Texto apresentado —
◆ ◆ ◆ ◆
Hoje as decisões sobre ensino, pesquisa e extensão levam em consideração a necessidade, a relevância e o impacto social e não são determinadas pelo potencial de lucratividade. Por isso, a universidade pode dedicar-se a projetos sobre doenças negligenciadas, saúde preventiva, danos dos agrotóxicos à saúde e ao meio ambiente, preservação e conservação da biodiversidade, saneamento básico, fontes alternativas de energia, economia solidária, políticas públicas para comunidades carentes, melhoria da qualidade na saúde e na educação públicas e tantos outros.
Outro aspecto basilar do Future-se é que as instituições federais de ensino superior são concebidas como empresas privadas, com gestão privada e dirigidas para o lucro, num modelo que estimula inclusive a competição interna e a busca do lucro individual pelos professores. Num contexto de menos (e não de mais) recursos, a tendência será a concentração crescente em algumas áreas de interesse do mercado em determinado momento e a destruição ampla dos demais esforços de pesquisa pela falta ou mesmo pela descontinuidade de investimento.
Os objetivos de formação e produção de conhecimento ficam, assim, inteiramente subordinados à lógica imediatista e concentradora do mercado.
Importante também ressaltar, diante de uma proposta que coloca a competição como princípio organizador do mundo, a função redistributiva, democratizante e inclusiva assumida pelas instituições públicas de ensino superior, sobretudo nos últimos anos. Universidades públicas e institutos federais são hoje algumas das poucas instituições brasileiras que têm conseguido superar as segregações de classe e raça que marcam profundamente nossa sociedade. Nas suas salas de aula e laboratórios, bibliotecas e auditórios, em todos os cursos, estão hoje lado a lado o filho do trabalhador da construção civil e o do engenheiro; a filha da diarista e a do médico; o filho do auxiliar de escritório e o do advogado; a filha do pequeno comerciante e a do administrador de empresas etc. Por mais que as condições de estudo dos pobres seja mais difícil, a realidade do acesso comum ao ensino público superior de qualidade existe. E essa é uma experiência nova, talvez a maior inovação que a universidade pública tenha criado em contraponto à grave desagregação que acomete a sociedade brasileira. O Future-se, por sua lógica concentradora e excludente, vai ser o fim dessa experiência.
◆ ◆ ◆ ◆
Material de origem —
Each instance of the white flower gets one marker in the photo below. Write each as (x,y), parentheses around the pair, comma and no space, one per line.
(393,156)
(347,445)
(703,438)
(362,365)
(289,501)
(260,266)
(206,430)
◆ ◆ ◆ ◆
Perguntas —
A – Repita o trecho do texto sobre o Future-se que começa em "Outro aspecto basilar" e segue até "concentradora do mercado.".
B – Por favor, escreva a parte seguinte do texto sobre o Future-se, a partir de onde ele termina.

Resultados do exercício —
A –
Outro aspecto basilar do Future-se é que as instituições federais de ensino superior são concebidas como empresas privadas, com gestão privada e dirigidas para o lucro, num modelo que estimula inclusive a competição interna e a busca do lucro individual pelos professores. Num contexto de menos (e não de mais) recursos, a tendência será a concentração crescente em algumas áreas de interesse do mercado em determinado momento e a destruição ampla dos demais esforços de pesquisa pela falta ou mesmo pela descontinuidade de investimento.
Os objetivos de formação e produção de conhecimento ficam, assim, inteiramente subordinados à lógica imediatista e concentradora do mercado.

B –
O atrativo oferecido pelo MEC seria uma suposta autonomia financeira das IFES, baseada naquele Fundo gerido por uma empresa privada (OS). Mas, lendo bem a apresentação disponibilizada pelo governo, parece justamente o contrário. Os professores vão trabalhar para alimentar esse fundo vinculado ao MEC, enquanto o patrimônio imobiliário das IFES constituirá o lastro da jogatina financeira dos fundos de investimento.
Nesse sentido, queremos alertar os docentes e toda a comunidade universitária, assim como a sociedade em geral, para o potencial destrutivo do Future-se. Esse projeto foi concebido por agentes que não têm compromisso com a educação pública nem com a produção do conhecimento no país. É um projeto de financistas querendo fazer dinheiro às custas do patrimônio material e imaterial arduamente construído pelo povo brasileiro. Conclamamos todos a cerrar fileiras contra esse nefasto projeto, a desmascarar as ilusões fáceis que ele apregoa, a mostrar que quem pensa não se deixa enganar. Nós defendemos a universidade pública e gratuita! Não estamos à venda!